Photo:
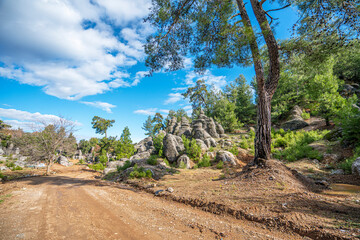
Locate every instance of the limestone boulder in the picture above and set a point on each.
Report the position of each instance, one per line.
(142, 155)
(202, 145)
(62, 160)
(226, 157)
(219, 128)
(355, 167)
(115, 164)
(210, 142)
(184, 160)
(294, 124)
(173, 147)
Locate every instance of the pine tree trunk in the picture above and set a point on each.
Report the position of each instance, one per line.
(263, 130)
(48, 166)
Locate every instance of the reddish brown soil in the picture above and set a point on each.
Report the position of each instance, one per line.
(274, 195)
(73, 204)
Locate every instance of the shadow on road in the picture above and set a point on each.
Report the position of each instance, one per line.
(61, 180)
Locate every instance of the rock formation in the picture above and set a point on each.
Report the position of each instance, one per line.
(173, 147)
(295, 121)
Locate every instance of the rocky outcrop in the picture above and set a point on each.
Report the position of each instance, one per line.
(295, 121)
(62, 160)
(202, 145)
(141, 155)
(185, 128)
(202, 128)
(226, 157)
(173, 147)
(185, 160)
(355, 167)
(144, 149)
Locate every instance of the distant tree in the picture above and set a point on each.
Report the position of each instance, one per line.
(125, 147)
(221, 33)
(48, 140)
(239, 92)
(347, 63)
(101, 125)
(4, 125)
(224, 113)
(198, 95)
(148, 127)
(158, 124)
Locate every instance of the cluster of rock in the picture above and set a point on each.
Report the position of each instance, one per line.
(204, 130)
(295, 121)
(355, 167)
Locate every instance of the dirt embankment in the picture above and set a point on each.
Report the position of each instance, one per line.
(274, 195)
(74, 205)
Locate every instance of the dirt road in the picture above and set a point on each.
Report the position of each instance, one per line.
(74, 205)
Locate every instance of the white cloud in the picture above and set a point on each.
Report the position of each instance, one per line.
(149, 111)
(102, 105)
(47, 45)
(125, 11)
(19, 118)
(179, 89)
(165, 111)
(173, 98)
(139, 75)
(216, 81)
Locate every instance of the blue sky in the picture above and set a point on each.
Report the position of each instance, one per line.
(78, 59)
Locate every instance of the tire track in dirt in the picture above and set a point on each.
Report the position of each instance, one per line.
(75, 206)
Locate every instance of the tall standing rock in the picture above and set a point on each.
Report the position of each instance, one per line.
(219, 129)
(173, 147)
(211, 128)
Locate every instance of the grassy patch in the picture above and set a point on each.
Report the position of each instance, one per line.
(295, 145)
(347, 163)
(2, 198)
(153, 160)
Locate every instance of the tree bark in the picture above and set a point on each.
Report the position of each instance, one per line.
(266, 89)
(263, 129)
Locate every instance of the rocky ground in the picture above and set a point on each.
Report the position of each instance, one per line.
(193, 204)
(73, 204)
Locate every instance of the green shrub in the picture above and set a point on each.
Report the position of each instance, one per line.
(152, 160)
(234, 150)
(166, 162)
(126, 165)
(103, 159)
(280, 142)
(205, 162)
(296, 144)
(182, 165)
(10, 165)
(140, 173)
(305, 115)
(220, 165)
(192, 149)
(347, 163)
(16, 168)
(148, 173)
(97, 167)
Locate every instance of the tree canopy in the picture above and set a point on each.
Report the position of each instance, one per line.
(101, 125)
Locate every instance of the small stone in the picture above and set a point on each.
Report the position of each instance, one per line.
(158, 192)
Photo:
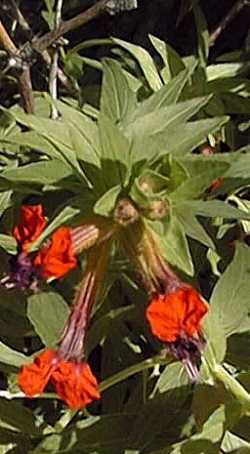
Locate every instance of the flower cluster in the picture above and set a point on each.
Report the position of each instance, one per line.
(174, 312)
(175, 319)
(53, 260)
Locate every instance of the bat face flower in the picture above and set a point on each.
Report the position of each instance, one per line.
(32, 223)
(175, 319)
(65, 367)
(53, 260)
(73, 381)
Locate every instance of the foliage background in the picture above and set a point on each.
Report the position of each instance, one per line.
(146, 406)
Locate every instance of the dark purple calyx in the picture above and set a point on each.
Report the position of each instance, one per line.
(22, 273)
(188, 351)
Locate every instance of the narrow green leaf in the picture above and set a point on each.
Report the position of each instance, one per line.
(8, 243)
(145, 61)
(173, 63)
(175, 247)
(163, 118)
(16, 418)
(117, 99)
(43, 172)
(202, 33)
(168, 94)
(184, 138)
(192, 227)
(115, 156)
(230, 298)
(106, 203)
(213, 208)
(226, 70)
(11, 357)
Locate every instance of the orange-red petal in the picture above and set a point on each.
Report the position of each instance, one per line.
(75, 384)
(57, 258)
(31, 225)
(176, 314)
(33, 378)
(216, 183)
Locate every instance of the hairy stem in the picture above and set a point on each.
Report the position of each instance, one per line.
(40, 44)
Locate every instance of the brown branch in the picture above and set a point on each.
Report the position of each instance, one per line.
(233, 12)
(24, 79)
(41, 44)
(19, 17)
(6, 41)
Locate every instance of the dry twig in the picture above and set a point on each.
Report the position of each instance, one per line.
(24, 78)
(233, 12)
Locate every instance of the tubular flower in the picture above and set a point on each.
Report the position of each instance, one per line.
(73, 381)
(32, 223)
(66, 368)
(175, 319)
(56, 259)
(53, 260)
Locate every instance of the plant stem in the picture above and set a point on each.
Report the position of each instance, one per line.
(233, 386)
(24, 78)
(40, 44)
(54, 64)
(233, 12)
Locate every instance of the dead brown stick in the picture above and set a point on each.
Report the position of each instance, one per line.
(65, 81)
(232, 13)
(41, 44)
(24, 78)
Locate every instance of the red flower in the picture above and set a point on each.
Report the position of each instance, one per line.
(57, 258)
(71, 377)
(33, 378)
(75, 384)
(176, 314)
(216, 183)
(31, 225)
(73, 381)
(175, 319)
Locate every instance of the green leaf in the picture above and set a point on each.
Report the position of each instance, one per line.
(43, 172)
(175, 246)
(145, 61)
(48, 311)
(173, 63)
(57, 132)
(226, 70)
(84, 133)
(5, 201)
(185, 137)
(172, 377)
(152, 123)
(196, 185)
(17, 418)
(117, 99)
(216, 345)
(231, 443)
(115, 156)
(230, 298)
(202, 33)
(66, 214)
(8, 243)
(11, 357)
(106, 203)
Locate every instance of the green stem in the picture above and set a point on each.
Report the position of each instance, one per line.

• • •

Reproduce all of the records above line for line with no changes, leaving out the pictures.

_FINAL RESULT:_
Photo:
Locate every instance of the limestone boulder in the picture above and set a point on each.
Report the position of each instance, one per line.
(142, 155)
(202, 145)
(62, 160)
(226, 157)
(219, 128)
(355, 167)
(115, 164)
(210, 142)
(184, 160)
(294, 124)
(173, 147)
Locate every instance of the pine tree trunk in the picture above and set a point on each.
Report the position of each instance, one per line.
(263, 130)
(48, 166)
Locate every instance of the reddish brown soil in the picture above and set a point on each.
Report the position of each instance, one per line.
(274, 195)
(73, 204)
Locate every instance of the shadow on road in the picture above and set a point on each.
Report the position of each instance, one per line.
(61, 180)
Locate every instance of the rock formation in the picture above and set a point on each.
Report the position of each instance, one per line.
(173, 147)
(295, 121)
Locate every instance of the rocky outcrop in the picture above and set a point on each.
Report the position of each instance, one per line.
(295, 121)
(62, 160)
(202, 145)
(141, 155)
(185, 128)
(202, 128)
(226, 157)
(173, 147)
(185, 160)
(355, 167)
(144, 149)
Locate every instance of the distant tree in the picture above and set a point on each.
Report the position of each instance, one per line.
(125, 147)
(221, 33)
(48, 140)
(239, 92)
(347, 63)
(101, 125)
(4, 125)
(224, 113)
(198, 95)
(148, 127)
(158, 124)
Locate every instance of the cluster of rock in the picture above and set a point on each.
Report the position of each instance, one per line.
(204, 130)
(295, 121)
(355, 167)
Locate every instance of the dirt embankment in the picture above and set a point on each.
Report the position of each instance, one per line.
(274, 195)
(74, 205)
Locate every instance of the dirt road in the picture above and set a point on each.
Report the position of each instance, one per line.
(74, 205)
Locate every instance of the white cloud in the picture above and set a point on each.
Report the position of each instance, one per line.
(149, 111)
(102, 105)
(47, 45)
(125, 11)
(19, 118)
(179, 89)
(165, 111)
(173, 98)
(139, 75)
(216, 81)
Locate every instance of the blue sky in the picture above and set a point on each.
Report the position of each instance, one per line.
(78, 59)
Locate every instance of the tire track in dirt in the picture above and set a point on each.
Report the position of each instance, one per line.
(75, 206)
Locate every instance of the tall standing rock in the picture above and set a point on each.
Report the position of each instance, one per line.
(219, 129)
(173, 147)
(211, 128)
Locate every instance of the grassy patch in the picture above and set a point on each.
Report the position of each instance, one per line.
(295, 145)
(347, 163)
(2, 198)
(153, 160)
Locate every instance of the tree bark in the picture above and set a point on each.
Report the position of each instance, one per line.
(266, 89)
(263, 129)
Locate every instance of the rocky ground in the picture above and set a point on each.
Report the position of each instance, one per line.
(193, 204)
(73, 204)
Locate every instance of the green shrub in the picture above and set a point on each.
Report the position of each instance, one per line.
(152, 160)
(234, 150)
(166, 162)
(126, 165)
(103, 159)
(280, 142)
(205, 162)
(296, 144)
(182, 165)
(10, 165)
(140, 173)
(305, 115)
(220, 165)
(192, 149)
(347, 163)
(16, 168)
(148, 173)
(97, 167)
Locate every instance of the tree canopy in the picture above and set a point on each.
Report the position of each instance, one per line.
(101, 125)
Locate every instance of the small stone in the picture above and set a point on each.
Report the position of each instance, one per line.
(158, 192)
Photo:
Locate every instance of the flower cluster in the picture above and set a point on each.
Report the position of each instance, one per line.
(174, 312)
(175, 319)
(53, 260)
Locate every instance of the bat face flower in the picture above and set a point on each.
Report the position of each instance, one per line.
(32, 223)
(175, 319)
(65, 367)
(53, 260)
(73, 381)
Locate every instance of the foliage background in the picture above and set a point on each.
Report the position of each instance, one per line.
(146, 406)
Locate every instance of the dark purple calyx in the picture above and set a point on each.
Report the position of each instance, one per line.
(22, 273)
(188, 351)
Locate every instance of the narrow green leaf in the picture above and set a point on each.
Report the position of each instance, one per line.
(8, 243)
(145, 61)
(173, 63)
(175, 247)
(163, 118)
(16, 418)
(117, 99)
(43, 172)
(202, 33)
(168, 94)
(184, 138)
(192, 227)
(115, 156)
(230, 298)
(106, 203)
(213, 208)
(226, 70)
(11, 357)
Locate every instance of the orange-red petal in the picture above and set a point on each.
Report the position of each instance, one per line.
(75, 384)
(57, 258)
(31, 225)
(176, 314)
(33, 378)
(216, 183)
Locate every instance of the hairy stem in the picture above and set a point on each.
Report the position of each instance, one per line.
(40, 44)
Locate every instance of the brown branch in the picture above and set a point on each.
Report the position of each instance, one per line.
(233, 12)
(24, 79)
(41, 44)
(19, 17)
(6, 41)
Locate every instance of the dry twig in the picture above and set a point on each.
Report the position of each instance, one per line.
(24, 78)
(233, 12)
Locate every instance of the tubular flower in the picture above and set a point on each.
Report the position of each instance, one per line.
(73, 381)
(32, 223)
(66, 368)
(175, 319)
(56, 259)
(53, 260)
Locate every instance of the plant stem in the picture above and set a point on each.
Report the position of each instance, one per line.
(233, 386)
(24, 78)
(40, 44)
(54, 64)
(233, 12)
Locate every instance of the dead brown stick in the picture above and set a point on each.
Report the position of each instance, one per line.
(65, 81)
(232, 13)
(41, 44)
(24, 78)
Locate every instance of the red flower in the picture above and set a point on each.
Report the position of each instance, one per line.
(57, 258)
(71, 377)
(33, 378)
(75, 384)
(176, 314)
(216, 183)
(31, 225)
(73, 381)
(175, 319)
Locate every instance of the green leaf in the picture above and set a point on each.
Report the position of each instance, one per line.
(43, 172)
(175, 246)
(145, 61)
(48, 311)
(173, 63)
(57, 132)
(226, 70)
(84, 133)
(5, 201)
(185, 137)
(172, 377)
(152, 123)
(196, 185)
(17, 418)
(117, 99)
(216, 345)
(231, 443)
(115, 156)
(230, 298)
(202, 33)
(66, 214)
(8, 243)
(11, 357)
(106, 203)
Locate every instance of the green stem in the picture above and set a point on each.
Report the position of each instance, one per line.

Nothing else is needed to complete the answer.